▽

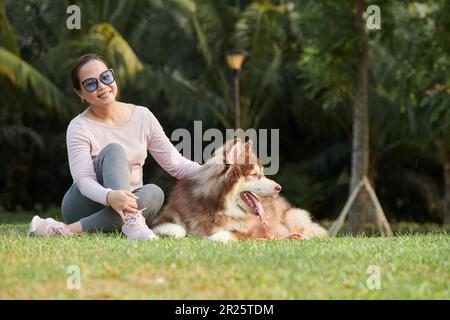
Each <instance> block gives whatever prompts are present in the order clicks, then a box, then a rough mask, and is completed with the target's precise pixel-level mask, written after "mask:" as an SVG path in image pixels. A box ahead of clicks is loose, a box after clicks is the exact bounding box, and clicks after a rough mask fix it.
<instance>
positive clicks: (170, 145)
mask: <svg viewBox="0 0 450 320" xmlns="http://www.w3.org/2000/svg"><path fill="white" fill-rule="evenodd" d="M147 110H148V109H147ZM148 113H149V114H148V116H149V120H148V121H149V128H150V129H149V137H148V140H147V141H148V144H147V150H148V151H149V152H150V154H151V155H152V157H153V158H154V159H155V161H156V162H157V163H158V164H159V165H160V166H161V167H162V168H163V169H164V170H166V171H167V172H168V173H169V174H170V175H171V176H173V177H176V178H177V179H181V178H183V177H185V176H187V175H191V174H193V173H194V172H196V171H198V169H199V168H200V165H199V164H198V163H197V162H194V161H191V160H189V159H187V158H185V157H183V156H182V155H181V154H180V152H179V151H178V150H177V149H176V148H175V146H174V145H173V144H172V142H171V141H170V140H169V138H168V137H167V136H166V134H165V132H164V130H163V128H162V127H161V124H160V123H159V121H158V119H156V117H155V116H154V115H153V113H152V112H150V110H149V111H148Z"/></svg>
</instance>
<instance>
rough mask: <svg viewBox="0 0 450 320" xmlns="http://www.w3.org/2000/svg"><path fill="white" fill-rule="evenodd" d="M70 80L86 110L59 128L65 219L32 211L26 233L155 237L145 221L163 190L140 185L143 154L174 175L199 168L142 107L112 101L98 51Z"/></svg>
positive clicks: (131, 236) (141, 238)
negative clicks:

△

• [Directions]:
Among the lines of the data above, find those with the word "instance" and show them.

• [Problem solution]:
Each <instance> block gives whatever prompts are present in the order clicks, then a box, then a rough mask, and is completed with the target's precise pixel-level mask, written after "mask:" as an SVG path in image pixels. A box ahead of clicks is loose, a box after clicks is the exact bounding box, and clicks after a rough mask fix it.
<instance>
</instance>
<instance>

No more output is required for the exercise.